--- REQUIRED TASK ---
Can you rewrite every line of the data from the one containing "Please determine whether the tall" through the end, inclusive, with each bounding-box coordinate scaled by 1.05 and rounded to a whole number (halves up)? Keep all other text unchanged and give only those lines.

-- Begin --

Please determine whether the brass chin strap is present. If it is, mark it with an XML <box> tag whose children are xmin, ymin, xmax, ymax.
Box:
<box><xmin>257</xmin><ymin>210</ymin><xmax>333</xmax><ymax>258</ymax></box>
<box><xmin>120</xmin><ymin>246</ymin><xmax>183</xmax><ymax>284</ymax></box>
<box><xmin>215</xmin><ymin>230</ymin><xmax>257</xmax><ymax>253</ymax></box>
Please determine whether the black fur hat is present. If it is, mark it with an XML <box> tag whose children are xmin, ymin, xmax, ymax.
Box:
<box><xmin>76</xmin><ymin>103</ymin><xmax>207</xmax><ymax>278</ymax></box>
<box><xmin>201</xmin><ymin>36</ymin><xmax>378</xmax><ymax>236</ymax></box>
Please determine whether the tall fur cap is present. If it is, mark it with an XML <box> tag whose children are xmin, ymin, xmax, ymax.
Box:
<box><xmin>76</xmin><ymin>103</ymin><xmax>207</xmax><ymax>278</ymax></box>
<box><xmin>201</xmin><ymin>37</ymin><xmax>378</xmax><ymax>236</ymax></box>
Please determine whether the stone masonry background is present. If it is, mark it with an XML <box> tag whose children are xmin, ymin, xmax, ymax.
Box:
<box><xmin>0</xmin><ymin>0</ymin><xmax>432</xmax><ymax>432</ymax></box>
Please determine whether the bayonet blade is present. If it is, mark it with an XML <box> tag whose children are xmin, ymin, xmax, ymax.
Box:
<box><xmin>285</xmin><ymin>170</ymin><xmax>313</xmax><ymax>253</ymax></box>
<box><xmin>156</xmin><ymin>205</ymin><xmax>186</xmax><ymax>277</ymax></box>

-- End --

--- RESPONSE TO THE TASK ---
Please determine whether the tall fur cap is present. If it is, mark it with an XML <box> tag whose children are xmin, ymin, xmax, ymax.
Box:
<box><xmin>80</xmin><ymin>108</ymin><xmax>217</xmax><ymax>292</ymax></box>
<box><xmin>211</xmin><ymin>39</ymin><xmax>397</xmax><ymax>248</ymax></box>
Please determine whether the stone masonry background is present. If it is, mark it with an XML <box> tag whose children are xmin, ymin, xmax, ymax.
Box:
<box><xmin>0</xmin><ymin>0</ymin><xmax>454</xmax><ymax>454</ymax></box>
Please determine whether the bayonet blade is present. If it is, mark it with an XML <box> tag whose children are xmin, ymin, xmax, ymax.
Box:
<box><xmin>299</xmin><ymin>179</ymin><xmax>329</xmax><ymax>266</ymax></box>
<box><xmin>164</xmin><ymin>215</ymin><xmax>195</xmax><ymax>291</ymax></box>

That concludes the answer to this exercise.